→ **TASK DIRECTIONS**:
Reproduce word for word the portion of the entries below that opens with the line containing "Could you please pick out the blue" and runs through the final line of the entries, including both of those lines.
+ + +
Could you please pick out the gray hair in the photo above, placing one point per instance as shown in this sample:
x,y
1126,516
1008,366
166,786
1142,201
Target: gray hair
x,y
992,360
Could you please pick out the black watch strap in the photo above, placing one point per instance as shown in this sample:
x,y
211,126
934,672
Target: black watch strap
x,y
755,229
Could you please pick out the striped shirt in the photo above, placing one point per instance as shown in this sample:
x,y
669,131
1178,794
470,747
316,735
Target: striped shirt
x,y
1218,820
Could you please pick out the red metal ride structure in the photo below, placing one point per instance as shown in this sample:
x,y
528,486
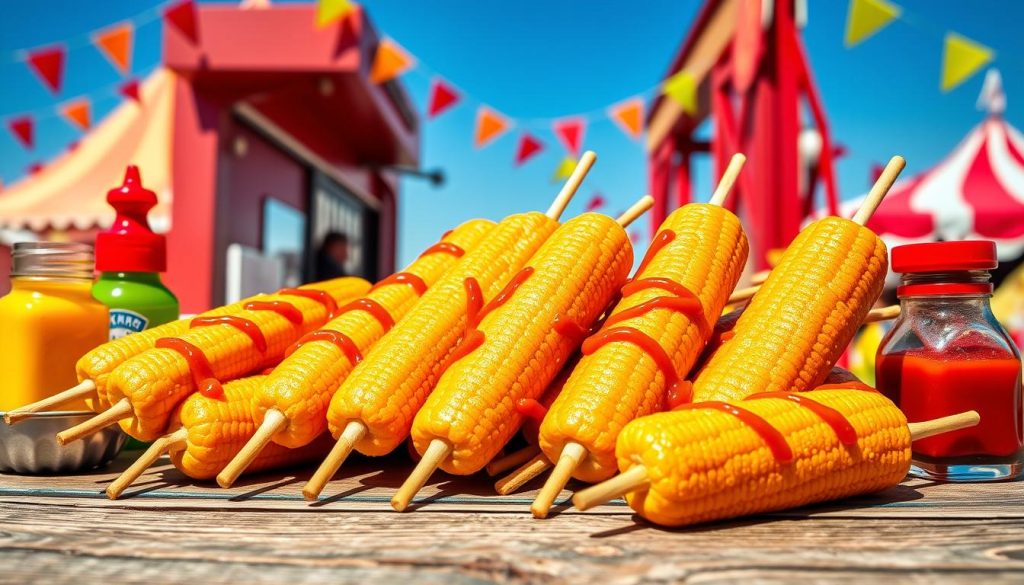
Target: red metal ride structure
x,y
755,83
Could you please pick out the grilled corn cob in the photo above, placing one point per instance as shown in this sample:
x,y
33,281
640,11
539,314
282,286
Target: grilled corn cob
x,y
803,318
292,404
386,389
706,463
152,383
519,348
620,381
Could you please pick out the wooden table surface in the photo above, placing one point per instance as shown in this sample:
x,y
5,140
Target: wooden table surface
x,y
64,530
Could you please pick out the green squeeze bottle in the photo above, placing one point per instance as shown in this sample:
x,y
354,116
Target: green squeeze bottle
x,y
130,257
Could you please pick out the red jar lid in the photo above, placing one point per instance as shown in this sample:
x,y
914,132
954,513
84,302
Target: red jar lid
x,y
945,256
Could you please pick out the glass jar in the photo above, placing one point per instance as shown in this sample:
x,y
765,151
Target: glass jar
x,y
49,321
946,353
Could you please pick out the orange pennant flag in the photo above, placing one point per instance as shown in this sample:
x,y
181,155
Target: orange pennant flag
x,y
78,113
489,125
116,44
629,116
390,61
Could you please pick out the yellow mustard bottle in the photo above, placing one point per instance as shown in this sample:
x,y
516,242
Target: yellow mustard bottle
x,y
47,322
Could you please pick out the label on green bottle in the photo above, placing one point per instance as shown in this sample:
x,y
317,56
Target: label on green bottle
x,y
124,322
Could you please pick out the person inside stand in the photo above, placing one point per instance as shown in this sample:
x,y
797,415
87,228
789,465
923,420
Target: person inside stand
x,y
332,256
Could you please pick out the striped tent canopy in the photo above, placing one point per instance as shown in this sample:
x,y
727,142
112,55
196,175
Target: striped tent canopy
x,y
976,193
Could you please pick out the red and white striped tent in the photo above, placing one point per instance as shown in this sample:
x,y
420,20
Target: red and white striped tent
x,y
976,193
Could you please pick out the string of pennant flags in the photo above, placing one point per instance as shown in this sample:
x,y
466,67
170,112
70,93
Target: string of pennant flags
x,y
962,58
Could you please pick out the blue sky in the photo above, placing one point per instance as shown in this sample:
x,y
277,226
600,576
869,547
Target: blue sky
x,y
537,60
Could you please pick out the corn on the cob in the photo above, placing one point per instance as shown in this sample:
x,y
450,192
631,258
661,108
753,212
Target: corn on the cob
x,y
155,381
302,385
620,381
518,348
804,316
216,429
387,388
704,463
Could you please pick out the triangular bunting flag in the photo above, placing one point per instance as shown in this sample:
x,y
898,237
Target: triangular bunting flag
x,y
390,61
48,65
330,11
24,129
489,125
130,90
564,169
77,112
116,44
962,57
182,16
629,116
866,17
570,131
527,149
442,96
682,88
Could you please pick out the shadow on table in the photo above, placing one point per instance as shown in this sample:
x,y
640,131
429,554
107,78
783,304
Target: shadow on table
x,y
895,495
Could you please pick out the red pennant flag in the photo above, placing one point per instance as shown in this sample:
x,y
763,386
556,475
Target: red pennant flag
x,y
527,149
23,128
570,131
629,116
48,65
77,112
596,202
130,90
182,15
116,44
442,96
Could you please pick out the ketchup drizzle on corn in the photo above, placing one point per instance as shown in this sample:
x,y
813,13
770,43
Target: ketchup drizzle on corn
x,y
839,423
773,439
199,366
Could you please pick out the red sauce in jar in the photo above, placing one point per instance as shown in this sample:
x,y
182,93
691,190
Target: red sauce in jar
x,y
983,379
+ + +
→ **CORRECT OUTPUT**:
Could you please pick out the blue sky in the photo above, placing one point per instance as shown in this sample:
x,y
277,226
600,576
869,547
Target: blue sky
x,y
537,60
Could you please pick out the corn on the cob in the photo above, placing one point per instance as shown in this sample:
x,y
450,192
631,258
661,108
753,212
Target: corn on the cob
x,y
155,381
302,385
620,381
518,348
804,316
216,429
387,388
704,463
Could you please pick out the triangular bunting flag in the photo above, placing one point per instance as shown in this sample:
x,y
898,237
Target: triangular bunting flag
x,y
390,61
48,65
330,11
24,129
489,125
130,90
564,169
77,112
116,44
962,57
182,16
629,116
866,17
570,131
527,149
442,96
682,88
Could you please pick out the shadow on table in the photo above, placing one point per instance as shown in this sample:
x,y
640,131
429,554
107,78
783,304
Target: shadow on table
x,y
895,495
Could you please pick out the red pennant flag in the photo above, placing one point per instance as shown in this sample:
x,y
763,386
556,475
Target: red pennant flag
x,y
527,149
23,128
570,131
629,116
48,65
77,112
596,202
130,90
182,15
116,44
442,96
Could you please pick out the ketchup drizzle on corn in the photo above, placing one point per instance as shown in this sample:
x,y
813,13
770,43
Target: ketchup drizzle on corn
x,y
839,423
773,439
199,366
Could you please pick out the red sauce in jar in the photo above, placing one point per instance as shown in this sample:
x,y
182,93
691,190
Target: red sauce in jar
x,y
983,379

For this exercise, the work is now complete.